[start of Rows]

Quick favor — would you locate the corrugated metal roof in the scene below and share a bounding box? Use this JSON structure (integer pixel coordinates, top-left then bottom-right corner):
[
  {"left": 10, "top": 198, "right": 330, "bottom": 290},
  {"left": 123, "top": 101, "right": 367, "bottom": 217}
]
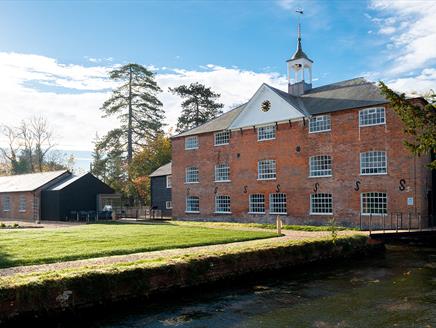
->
[
  {"left": 0, "top": 170, "right": 69, "bottom": 193},
  {"left": 174, "top": 104, "right": 245, "bottom": 138},
  {"left": 149, "top": 162, "right": 171, "bottom": 177},
  {"left": 49, "top": 173, "right": 90, "bottom": 190}
]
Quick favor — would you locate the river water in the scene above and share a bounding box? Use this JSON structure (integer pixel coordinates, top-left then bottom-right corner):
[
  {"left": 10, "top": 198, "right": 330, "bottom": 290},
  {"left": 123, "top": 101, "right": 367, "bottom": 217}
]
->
[{"left": 62, "top": 246, "right": 436, "bottom": 328}]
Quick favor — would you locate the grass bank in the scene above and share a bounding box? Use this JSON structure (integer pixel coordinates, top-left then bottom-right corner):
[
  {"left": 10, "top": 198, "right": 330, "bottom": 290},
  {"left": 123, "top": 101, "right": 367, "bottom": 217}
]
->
[
  {"left": 0, "top": 223, "right": 276, "bottom": 268},
  {"left": 0, "top": 235, "right": 373, "bottom": 322}
]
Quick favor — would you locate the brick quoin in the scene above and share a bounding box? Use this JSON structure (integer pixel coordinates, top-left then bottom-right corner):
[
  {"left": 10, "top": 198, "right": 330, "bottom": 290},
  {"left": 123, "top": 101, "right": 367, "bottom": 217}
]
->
[{"left": 172, "top": 105, "right": 432, "bottom": 226}]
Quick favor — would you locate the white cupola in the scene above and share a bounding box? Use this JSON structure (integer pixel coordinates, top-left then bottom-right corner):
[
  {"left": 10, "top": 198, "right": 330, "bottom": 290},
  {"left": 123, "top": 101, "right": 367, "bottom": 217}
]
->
[{"left": 286, "top": 10, "right": 313, "bottom": 96}]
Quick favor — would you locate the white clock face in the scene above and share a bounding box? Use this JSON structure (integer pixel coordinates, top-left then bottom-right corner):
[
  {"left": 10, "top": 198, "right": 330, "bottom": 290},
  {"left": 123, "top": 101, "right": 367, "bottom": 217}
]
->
[{"left": 260, "top": 100, "right": 271, "bottom": 112}]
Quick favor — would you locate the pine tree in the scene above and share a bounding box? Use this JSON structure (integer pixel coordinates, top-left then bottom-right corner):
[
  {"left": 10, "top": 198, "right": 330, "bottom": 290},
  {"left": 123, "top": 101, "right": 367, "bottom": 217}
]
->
[
  {"left": 169, "top": 83, "right": 224, "bottom": 132},
  {"left": 101, "top": 64, "right": 164, "bottom": 163},
  {"left": 379, "top": 82, "right": 436, "bottom": 169}
]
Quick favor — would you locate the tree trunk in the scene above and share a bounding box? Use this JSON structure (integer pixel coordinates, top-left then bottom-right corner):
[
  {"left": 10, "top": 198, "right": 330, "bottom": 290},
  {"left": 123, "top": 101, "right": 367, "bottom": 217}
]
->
[{"left": 127, "top": 67, "right": 133, "bottom": 164}]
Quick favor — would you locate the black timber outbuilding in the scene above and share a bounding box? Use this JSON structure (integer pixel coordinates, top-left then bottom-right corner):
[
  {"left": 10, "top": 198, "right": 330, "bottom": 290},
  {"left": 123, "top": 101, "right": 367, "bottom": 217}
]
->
[
  {"left": 41, "top": 173, "right": 115, "bottom": 220},
  {"left": 150, "top": 162, "right": 172, "bottom": 216}
]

[end of Rows]

Your task is to reproduce, exactly and exclusively, the lines from the one holding "Quick favor — would you locate the black" through the final line of the listing.

Answer to this problem:
Quick favor — would you locate the black timber outbuilding in the scene above and share a bounding box? Use this JSON structure (integer pixel coordinates, top-left then bottom-right corner):
[
  {"left": 10, "top": 198, "right": 330, "bottom": 290},
  {"left": 123, "top": 101, "right": 367, "bottom": 217}
]
->
[
  {"left": 41, "top": 173, "right": 115, "bottom": 220},
  {"left": 150, "top": 162, "right": 172, "bottom": 216}
]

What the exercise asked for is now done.